╭──

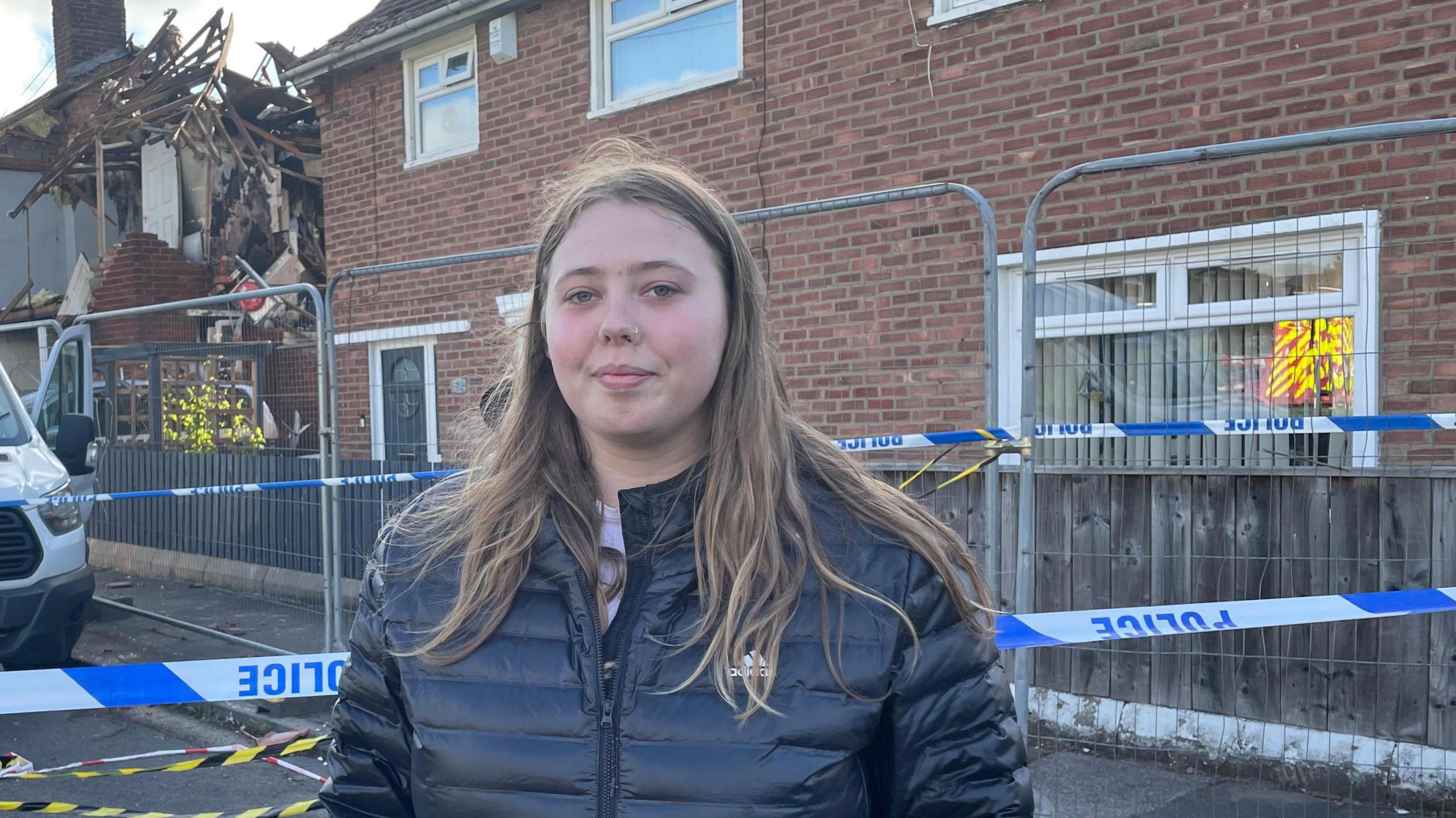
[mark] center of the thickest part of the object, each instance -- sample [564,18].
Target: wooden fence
[1108,541]
[1101,541]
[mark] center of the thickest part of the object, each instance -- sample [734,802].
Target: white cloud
[25,34]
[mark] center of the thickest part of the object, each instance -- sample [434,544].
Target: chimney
[85,30]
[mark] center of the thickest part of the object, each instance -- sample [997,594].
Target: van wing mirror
[75,437]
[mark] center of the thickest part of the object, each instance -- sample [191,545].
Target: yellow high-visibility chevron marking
[214,760]
[60,808]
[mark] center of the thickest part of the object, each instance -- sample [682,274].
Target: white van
[46,584]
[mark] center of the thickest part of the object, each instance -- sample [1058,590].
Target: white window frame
[603,34]
[514,308]
[414,59]
[376,395]
[1356,233]
[951,11]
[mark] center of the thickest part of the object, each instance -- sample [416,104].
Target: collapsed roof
[183,92]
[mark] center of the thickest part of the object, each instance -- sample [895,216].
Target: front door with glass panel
[405,420]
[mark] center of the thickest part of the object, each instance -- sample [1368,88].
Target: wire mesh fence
[206,396]
[1257,297]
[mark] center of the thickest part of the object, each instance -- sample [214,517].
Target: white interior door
[162,193]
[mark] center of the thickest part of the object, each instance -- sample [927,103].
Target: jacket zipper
[610,695]
[607,718]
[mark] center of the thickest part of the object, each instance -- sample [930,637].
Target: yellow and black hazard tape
[204,762]
[61,808]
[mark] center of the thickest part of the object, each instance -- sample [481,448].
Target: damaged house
[209,182]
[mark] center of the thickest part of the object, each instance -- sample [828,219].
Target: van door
[66,391]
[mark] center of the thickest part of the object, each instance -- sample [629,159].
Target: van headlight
[60,517]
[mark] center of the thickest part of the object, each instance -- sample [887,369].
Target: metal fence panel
[1254,286]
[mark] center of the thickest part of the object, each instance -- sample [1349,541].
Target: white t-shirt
[610,539]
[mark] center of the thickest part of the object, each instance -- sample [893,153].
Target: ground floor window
[1277,319]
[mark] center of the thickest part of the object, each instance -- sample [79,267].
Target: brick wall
[143,269]
[85,30]
[880,309]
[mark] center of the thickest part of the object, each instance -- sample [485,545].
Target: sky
[27,51]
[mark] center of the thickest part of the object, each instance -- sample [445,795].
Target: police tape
[1075,628]
[1346,424]
[318,674]
[61,808]
[228,759]
[238,488]
[878,443]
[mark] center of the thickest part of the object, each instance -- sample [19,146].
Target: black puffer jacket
[528,726]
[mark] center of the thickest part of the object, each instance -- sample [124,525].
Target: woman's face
[635,319]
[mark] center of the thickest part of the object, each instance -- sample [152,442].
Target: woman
[657,593]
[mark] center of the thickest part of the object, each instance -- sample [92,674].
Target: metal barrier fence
[24,347]
[197,393]
[1256,284]
[896,256]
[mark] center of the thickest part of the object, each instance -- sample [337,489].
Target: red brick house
[1171,293]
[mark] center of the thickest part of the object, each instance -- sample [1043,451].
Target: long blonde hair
[753,532]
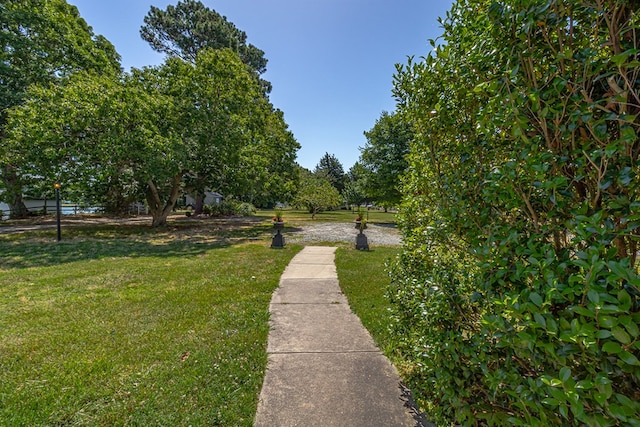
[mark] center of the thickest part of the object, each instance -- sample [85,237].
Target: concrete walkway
[324,369]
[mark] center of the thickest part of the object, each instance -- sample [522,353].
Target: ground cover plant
[517,295]
[125,325]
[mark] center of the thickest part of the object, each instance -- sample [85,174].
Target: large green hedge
[517,296]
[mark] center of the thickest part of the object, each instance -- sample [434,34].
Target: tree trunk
[13,196]
[160,212]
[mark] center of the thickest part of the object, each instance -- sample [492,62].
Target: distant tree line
[201,120]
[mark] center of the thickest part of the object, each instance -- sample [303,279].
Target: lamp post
[57,187]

╰──

Reproduce verbatim, and only, the lines starting at the one that contains "-- sample [1043,451]." and ending with the final line of the records; leave out the pictures.

[mark] center of the thickest part of the object, each instance -- sample [1043,451].
Target: long blonde hair
[753,532]
[mark] center of the thickest part of the object, each instance -- sample [85,237].
Target: concrete walkway
[324,369]
[mark] center of the thickest part of the object, each instance -- sample [522,353].
Target: ground cover plant
[517,295]
[125,325]
[mark] center of the thickest part of the object, each instance -- sample [85,174].
Target: large green hedge
[517,296]
[mark] center of the thickest part of the object, each instance -- sample [434,34].
Target: tree trunk
[13,196]
[160,212]
[mark] center of the thickest part of the object, each instance -- sample [492,62].
Target: distant tree line
[201,120]
[mark] center of the thickest part of the object, each instance -- sample [303,279].
Target: lamp post
[57,187]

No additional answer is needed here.